## Work to complete
Write out exactly, with no other output, the lines below from the one that contains "Note to the class: point to the white pickup" through the end.

Image point grounding data:

——————————

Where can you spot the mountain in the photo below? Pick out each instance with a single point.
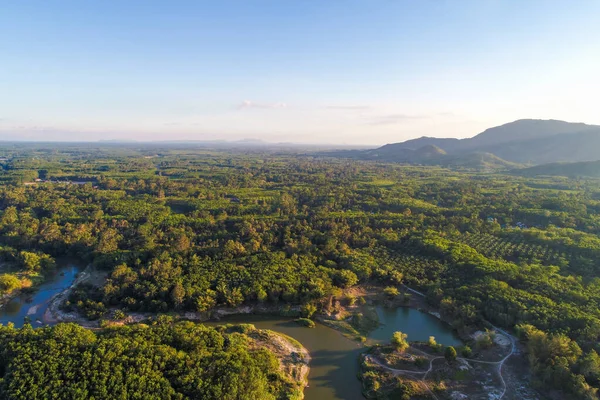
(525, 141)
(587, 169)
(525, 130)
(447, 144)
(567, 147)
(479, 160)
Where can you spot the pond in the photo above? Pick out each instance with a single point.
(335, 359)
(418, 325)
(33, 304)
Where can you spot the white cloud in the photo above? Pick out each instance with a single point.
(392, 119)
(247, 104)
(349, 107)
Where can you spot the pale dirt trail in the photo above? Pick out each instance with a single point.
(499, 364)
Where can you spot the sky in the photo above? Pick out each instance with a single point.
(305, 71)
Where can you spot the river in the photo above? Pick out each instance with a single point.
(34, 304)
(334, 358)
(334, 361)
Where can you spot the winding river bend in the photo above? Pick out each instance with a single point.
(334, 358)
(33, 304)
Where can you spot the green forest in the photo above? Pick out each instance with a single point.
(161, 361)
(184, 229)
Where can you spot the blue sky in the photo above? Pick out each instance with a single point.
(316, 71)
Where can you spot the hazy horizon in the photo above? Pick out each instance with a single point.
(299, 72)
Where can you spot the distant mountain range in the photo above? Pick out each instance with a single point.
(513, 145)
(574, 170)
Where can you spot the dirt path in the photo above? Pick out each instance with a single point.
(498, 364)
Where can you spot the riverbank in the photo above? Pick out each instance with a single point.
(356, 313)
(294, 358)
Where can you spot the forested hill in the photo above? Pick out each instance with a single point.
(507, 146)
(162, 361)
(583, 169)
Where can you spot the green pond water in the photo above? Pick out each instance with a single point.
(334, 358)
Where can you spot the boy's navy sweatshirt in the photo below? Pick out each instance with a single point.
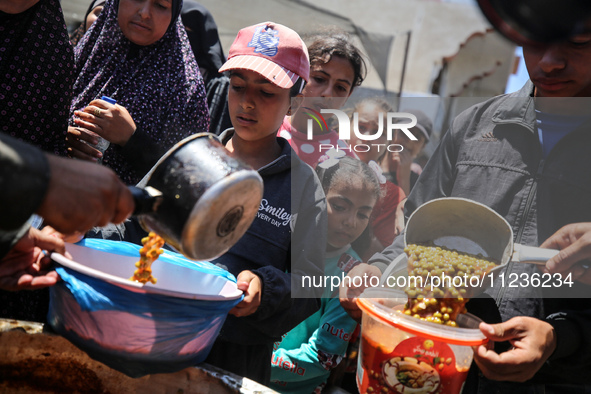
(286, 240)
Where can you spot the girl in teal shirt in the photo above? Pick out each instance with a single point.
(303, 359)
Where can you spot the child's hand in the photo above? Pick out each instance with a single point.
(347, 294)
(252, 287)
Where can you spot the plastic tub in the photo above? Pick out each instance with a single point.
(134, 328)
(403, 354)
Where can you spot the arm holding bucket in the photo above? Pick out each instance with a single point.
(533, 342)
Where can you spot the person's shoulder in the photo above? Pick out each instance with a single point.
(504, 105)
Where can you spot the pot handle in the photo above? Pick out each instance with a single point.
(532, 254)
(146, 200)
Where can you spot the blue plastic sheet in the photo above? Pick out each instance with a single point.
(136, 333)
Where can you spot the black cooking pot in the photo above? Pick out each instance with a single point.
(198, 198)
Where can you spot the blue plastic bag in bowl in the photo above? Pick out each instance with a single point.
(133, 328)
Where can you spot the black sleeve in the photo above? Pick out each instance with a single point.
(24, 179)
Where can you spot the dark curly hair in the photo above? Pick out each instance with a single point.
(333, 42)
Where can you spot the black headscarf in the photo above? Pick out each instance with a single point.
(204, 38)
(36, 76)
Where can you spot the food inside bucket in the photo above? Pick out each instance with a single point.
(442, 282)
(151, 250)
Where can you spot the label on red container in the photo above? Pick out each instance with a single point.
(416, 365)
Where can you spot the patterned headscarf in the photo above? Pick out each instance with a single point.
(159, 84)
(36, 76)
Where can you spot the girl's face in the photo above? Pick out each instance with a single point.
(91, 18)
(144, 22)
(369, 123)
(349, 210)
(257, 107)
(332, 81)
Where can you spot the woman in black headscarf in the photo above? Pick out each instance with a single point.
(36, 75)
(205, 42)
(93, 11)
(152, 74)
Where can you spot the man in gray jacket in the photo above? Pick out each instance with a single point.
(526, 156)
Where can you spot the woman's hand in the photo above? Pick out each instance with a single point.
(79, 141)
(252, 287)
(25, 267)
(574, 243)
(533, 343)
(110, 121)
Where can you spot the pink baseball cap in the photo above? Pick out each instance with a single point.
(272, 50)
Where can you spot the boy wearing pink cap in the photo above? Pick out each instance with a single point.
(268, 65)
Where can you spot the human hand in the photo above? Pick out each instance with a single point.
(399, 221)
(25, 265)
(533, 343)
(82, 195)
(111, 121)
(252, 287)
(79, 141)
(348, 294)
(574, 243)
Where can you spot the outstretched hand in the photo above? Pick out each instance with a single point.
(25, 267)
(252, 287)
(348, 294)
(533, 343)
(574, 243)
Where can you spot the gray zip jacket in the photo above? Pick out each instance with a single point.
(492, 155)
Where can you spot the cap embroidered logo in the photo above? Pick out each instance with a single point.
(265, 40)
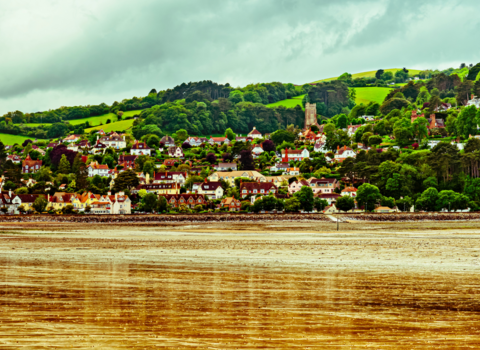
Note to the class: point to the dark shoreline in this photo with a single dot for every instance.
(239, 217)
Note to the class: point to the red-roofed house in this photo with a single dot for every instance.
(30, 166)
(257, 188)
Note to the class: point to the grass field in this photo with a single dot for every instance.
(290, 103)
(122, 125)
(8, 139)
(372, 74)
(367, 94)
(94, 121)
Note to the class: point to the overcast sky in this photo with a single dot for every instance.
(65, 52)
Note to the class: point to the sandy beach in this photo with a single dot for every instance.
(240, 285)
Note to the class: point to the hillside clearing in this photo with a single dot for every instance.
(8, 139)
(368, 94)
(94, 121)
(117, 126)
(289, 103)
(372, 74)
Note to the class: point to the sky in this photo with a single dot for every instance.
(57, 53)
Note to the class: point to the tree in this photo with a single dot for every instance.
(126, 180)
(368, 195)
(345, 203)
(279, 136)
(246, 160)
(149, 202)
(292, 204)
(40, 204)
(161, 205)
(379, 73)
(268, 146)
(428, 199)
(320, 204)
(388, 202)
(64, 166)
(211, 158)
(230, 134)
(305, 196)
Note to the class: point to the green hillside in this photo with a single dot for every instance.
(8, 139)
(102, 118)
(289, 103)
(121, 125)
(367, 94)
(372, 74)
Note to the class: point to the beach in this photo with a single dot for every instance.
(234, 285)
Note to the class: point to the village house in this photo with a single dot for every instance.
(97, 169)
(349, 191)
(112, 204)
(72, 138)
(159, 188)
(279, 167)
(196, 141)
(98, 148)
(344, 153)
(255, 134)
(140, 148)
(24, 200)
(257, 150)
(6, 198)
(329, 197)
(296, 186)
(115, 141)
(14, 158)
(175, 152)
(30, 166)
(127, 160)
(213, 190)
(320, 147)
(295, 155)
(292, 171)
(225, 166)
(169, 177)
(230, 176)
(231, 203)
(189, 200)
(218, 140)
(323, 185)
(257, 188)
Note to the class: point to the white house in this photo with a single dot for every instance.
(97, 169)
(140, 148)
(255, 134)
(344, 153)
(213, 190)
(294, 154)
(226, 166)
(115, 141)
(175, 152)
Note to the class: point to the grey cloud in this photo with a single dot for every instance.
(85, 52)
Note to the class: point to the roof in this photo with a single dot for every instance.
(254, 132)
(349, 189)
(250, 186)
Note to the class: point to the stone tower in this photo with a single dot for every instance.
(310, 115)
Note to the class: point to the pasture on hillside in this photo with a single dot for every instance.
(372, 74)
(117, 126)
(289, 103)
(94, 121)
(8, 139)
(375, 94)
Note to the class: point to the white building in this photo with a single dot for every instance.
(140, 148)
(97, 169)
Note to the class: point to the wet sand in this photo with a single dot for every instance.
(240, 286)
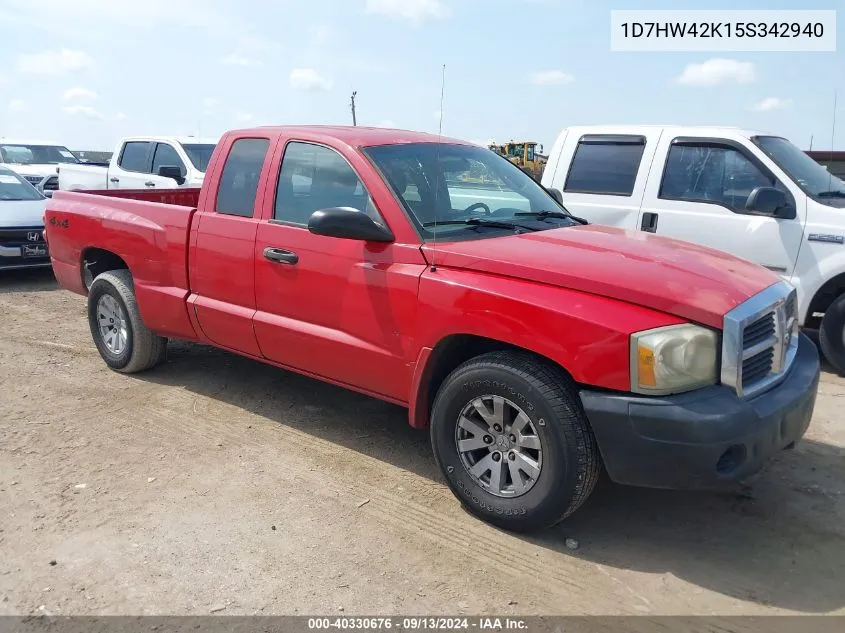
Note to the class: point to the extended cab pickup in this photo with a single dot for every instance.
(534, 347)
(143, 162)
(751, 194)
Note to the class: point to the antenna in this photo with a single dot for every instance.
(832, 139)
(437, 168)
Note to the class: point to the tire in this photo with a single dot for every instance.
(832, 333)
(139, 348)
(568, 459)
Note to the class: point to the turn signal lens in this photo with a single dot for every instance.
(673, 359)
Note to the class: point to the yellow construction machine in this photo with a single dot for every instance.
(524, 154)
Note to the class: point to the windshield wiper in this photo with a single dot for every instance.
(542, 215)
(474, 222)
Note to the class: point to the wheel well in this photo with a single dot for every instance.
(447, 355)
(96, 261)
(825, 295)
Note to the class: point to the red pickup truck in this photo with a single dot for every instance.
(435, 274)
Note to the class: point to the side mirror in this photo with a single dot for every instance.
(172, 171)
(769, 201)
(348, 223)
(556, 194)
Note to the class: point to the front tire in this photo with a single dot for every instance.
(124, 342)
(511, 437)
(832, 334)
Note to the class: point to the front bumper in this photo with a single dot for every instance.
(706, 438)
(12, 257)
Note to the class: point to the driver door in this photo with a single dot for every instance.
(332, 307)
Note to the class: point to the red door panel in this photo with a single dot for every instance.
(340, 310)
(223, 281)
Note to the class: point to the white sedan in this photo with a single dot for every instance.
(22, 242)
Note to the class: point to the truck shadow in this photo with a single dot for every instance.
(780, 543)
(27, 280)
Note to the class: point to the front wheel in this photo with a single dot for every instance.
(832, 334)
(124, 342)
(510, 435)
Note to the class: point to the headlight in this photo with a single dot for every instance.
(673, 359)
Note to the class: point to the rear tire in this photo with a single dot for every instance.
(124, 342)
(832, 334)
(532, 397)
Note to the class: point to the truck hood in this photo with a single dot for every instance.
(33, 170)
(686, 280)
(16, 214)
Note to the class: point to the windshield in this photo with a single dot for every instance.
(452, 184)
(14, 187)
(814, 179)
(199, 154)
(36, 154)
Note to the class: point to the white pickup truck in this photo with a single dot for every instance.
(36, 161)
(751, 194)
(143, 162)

——————————

## Exercise answer
Note to the class: point to the white pickup truck in this photo with a single dot for every instance.
(36, 161)
(751, 194)
(143, 162)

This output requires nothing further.